> What you need to do
Exactly the lines from the start of the data below through the line containing "[tag] one dot per instance, sample [132,166]." must be returned, and no others.

> Extracted material
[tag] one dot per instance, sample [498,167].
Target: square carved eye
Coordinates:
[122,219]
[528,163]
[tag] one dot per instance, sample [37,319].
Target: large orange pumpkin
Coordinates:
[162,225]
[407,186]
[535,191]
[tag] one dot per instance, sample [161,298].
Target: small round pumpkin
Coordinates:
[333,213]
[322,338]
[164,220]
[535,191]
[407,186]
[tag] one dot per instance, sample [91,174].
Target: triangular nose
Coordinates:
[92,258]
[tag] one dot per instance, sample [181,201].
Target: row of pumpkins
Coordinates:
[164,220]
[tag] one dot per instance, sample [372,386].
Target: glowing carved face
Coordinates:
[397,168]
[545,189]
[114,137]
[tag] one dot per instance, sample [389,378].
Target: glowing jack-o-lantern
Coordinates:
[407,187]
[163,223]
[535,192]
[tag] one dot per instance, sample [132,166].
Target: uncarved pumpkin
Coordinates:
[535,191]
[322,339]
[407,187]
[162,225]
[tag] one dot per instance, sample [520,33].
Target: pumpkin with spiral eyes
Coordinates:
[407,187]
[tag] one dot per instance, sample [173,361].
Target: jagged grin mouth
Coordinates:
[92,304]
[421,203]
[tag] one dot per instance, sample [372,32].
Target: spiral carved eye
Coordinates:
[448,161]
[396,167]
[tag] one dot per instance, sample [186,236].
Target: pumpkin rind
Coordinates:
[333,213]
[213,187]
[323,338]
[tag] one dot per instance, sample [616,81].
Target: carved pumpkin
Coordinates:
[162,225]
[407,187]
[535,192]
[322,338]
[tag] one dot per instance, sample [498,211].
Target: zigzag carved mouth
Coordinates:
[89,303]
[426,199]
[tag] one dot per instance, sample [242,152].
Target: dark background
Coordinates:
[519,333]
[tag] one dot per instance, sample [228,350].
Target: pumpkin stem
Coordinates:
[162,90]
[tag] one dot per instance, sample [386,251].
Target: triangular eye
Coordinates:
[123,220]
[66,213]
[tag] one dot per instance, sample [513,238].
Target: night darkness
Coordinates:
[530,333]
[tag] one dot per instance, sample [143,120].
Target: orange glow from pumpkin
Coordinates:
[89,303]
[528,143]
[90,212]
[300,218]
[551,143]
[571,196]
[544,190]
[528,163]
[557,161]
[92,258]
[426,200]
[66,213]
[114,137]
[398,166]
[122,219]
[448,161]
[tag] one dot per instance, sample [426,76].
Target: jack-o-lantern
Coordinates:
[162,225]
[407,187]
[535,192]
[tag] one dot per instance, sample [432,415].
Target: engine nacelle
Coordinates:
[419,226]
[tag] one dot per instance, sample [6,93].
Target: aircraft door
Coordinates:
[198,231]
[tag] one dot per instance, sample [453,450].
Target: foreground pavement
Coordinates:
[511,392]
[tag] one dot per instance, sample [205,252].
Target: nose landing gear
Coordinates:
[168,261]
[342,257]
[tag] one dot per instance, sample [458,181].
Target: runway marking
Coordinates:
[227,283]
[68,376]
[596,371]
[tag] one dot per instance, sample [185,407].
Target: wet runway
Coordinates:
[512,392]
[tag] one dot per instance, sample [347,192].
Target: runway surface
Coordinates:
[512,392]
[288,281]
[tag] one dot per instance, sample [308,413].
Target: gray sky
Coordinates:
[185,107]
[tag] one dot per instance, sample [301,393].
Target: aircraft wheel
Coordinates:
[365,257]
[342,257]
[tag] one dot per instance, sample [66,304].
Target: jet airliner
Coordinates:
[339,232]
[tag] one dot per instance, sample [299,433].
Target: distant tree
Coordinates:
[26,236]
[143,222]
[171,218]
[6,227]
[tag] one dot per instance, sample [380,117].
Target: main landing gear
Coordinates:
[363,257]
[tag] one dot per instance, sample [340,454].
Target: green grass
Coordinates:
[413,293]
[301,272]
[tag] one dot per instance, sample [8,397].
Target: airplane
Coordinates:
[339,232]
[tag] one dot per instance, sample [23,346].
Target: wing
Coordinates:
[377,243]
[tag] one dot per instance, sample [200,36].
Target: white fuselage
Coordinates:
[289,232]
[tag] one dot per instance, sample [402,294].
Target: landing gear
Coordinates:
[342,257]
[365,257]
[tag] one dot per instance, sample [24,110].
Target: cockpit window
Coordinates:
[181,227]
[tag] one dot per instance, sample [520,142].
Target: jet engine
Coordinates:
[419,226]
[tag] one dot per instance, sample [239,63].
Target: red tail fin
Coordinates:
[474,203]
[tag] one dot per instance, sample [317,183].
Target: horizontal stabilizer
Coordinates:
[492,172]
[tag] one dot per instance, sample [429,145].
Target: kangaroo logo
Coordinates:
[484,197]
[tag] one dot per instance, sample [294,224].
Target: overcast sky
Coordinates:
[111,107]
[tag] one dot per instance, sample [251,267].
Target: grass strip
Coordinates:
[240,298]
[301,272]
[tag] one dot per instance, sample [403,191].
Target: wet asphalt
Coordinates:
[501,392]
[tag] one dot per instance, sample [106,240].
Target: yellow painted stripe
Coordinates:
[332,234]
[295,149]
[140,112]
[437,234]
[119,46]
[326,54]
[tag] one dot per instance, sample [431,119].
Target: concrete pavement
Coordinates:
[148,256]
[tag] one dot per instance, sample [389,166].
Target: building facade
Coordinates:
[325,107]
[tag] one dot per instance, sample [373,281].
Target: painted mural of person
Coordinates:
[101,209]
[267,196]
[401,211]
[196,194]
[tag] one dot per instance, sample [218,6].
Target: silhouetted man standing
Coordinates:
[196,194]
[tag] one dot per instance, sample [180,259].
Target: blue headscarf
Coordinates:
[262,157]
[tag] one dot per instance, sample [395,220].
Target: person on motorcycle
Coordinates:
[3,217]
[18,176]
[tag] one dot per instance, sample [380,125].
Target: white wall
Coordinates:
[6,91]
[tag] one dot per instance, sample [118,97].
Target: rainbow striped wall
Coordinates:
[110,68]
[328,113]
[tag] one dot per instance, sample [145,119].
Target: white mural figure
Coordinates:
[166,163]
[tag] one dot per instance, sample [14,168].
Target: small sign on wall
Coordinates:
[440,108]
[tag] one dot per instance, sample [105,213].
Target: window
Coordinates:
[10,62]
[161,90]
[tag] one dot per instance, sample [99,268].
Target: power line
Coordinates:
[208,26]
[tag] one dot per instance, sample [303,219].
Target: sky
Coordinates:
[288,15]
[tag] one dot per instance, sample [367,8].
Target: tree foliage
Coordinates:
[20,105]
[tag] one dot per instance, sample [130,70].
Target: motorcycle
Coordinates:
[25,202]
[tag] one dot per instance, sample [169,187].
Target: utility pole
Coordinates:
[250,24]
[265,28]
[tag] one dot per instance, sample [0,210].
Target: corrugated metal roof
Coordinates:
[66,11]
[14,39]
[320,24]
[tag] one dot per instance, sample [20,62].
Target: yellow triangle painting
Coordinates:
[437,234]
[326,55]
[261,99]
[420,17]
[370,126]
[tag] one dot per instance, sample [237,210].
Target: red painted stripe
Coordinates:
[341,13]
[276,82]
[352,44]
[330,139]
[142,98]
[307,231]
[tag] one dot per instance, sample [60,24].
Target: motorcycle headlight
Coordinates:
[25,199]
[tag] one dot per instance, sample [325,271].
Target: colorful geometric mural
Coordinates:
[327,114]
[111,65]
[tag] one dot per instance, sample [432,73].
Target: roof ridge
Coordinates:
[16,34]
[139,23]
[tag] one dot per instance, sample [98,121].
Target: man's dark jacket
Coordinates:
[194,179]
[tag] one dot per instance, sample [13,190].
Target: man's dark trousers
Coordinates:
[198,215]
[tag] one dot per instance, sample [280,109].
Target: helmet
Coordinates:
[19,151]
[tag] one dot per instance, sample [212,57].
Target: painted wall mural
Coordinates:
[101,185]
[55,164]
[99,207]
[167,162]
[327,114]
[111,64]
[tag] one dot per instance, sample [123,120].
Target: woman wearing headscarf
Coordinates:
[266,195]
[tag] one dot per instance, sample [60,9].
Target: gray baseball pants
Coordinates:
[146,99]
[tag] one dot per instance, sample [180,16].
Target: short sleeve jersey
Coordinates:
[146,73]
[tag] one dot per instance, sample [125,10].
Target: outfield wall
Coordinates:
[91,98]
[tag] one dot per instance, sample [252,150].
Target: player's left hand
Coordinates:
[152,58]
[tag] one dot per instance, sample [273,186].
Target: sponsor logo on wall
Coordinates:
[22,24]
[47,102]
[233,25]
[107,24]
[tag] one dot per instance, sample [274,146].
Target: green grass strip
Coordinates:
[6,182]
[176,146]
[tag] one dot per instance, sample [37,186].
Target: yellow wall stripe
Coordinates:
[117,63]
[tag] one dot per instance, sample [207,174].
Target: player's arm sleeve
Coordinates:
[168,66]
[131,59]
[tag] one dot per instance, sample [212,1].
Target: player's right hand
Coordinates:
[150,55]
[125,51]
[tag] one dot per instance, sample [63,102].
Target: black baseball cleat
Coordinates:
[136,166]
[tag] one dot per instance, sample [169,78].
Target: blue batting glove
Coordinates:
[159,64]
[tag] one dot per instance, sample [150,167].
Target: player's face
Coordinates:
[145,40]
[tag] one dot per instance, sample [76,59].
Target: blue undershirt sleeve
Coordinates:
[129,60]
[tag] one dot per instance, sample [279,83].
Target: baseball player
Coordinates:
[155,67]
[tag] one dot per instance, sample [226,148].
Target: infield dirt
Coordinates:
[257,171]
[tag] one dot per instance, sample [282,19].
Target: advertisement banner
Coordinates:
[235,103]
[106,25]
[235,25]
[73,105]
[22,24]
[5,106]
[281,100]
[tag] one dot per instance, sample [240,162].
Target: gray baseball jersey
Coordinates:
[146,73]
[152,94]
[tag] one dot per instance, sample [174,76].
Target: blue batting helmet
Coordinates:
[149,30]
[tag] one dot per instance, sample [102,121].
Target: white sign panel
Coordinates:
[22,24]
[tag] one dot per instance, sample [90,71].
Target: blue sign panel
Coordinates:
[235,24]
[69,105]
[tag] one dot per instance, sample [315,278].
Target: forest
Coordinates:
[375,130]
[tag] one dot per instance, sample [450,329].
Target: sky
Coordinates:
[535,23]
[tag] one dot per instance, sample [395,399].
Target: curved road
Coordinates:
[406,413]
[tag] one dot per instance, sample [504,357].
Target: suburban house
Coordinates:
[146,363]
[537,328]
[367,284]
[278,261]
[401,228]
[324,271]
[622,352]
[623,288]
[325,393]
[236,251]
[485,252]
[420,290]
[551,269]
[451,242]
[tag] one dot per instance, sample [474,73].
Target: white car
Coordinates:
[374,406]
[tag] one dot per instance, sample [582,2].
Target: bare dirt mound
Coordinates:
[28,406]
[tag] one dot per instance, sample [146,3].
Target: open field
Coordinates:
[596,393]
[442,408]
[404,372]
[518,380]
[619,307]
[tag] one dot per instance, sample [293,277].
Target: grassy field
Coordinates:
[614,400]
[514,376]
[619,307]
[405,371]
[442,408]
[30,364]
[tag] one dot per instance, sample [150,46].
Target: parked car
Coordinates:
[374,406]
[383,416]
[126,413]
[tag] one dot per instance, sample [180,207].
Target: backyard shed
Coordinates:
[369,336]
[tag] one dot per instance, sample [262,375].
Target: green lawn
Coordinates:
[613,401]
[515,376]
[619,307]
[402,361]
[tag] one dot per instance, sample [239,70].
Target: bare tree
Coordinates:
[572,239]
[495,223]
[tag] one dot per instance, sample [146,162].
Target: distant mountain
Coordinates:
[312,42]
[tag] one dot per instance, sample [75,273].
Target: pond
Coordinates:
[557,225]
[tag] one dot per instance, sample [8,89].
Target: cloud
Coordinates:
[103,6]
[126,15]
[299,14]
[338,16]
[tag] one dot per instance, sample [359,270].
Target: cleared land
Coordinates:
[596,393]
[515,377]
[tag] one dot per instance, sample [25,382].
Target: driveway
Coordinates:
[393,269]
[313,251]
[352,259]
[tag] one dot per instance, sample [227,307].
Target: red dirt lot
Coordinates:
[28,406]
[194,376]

> Answer to the exercise
[tag] one dot per instance, sample [498,167].
Target: square carved eye
Coordinates:
[122,219]
[528,163]
[tag] one dot per instance, sample [37,319].
Target: large orange pumpkin
Coordinates:
[162,225]
[407,186]
[535,191]
[tag] one dot per instance, sample [161,298].
Target: small round pumpkin
Coordinates:
[333,213]
[322,338]
[164,220]
[535,191]
[407,186]
[tag] one dot per instance, sample [91,174].
Target: triangular nose
Coordinates:
[92,258]
[tag] one dot per instance, sample [181,201].
Target: row of pumpkins
Coordinates:
[164,220]
[tag] one dot per instance, sample [372,386].
Target: glowing carved face
Coordinates:
[397,168]
[545,189]
[114,137]
[tag] one dot per instance, sample [389,378].
Target: glowing jack-o-lantern
Coordinates:
[407,187]
[163,223]
[535,192]
[tag] one dot per instance, sample [132,166].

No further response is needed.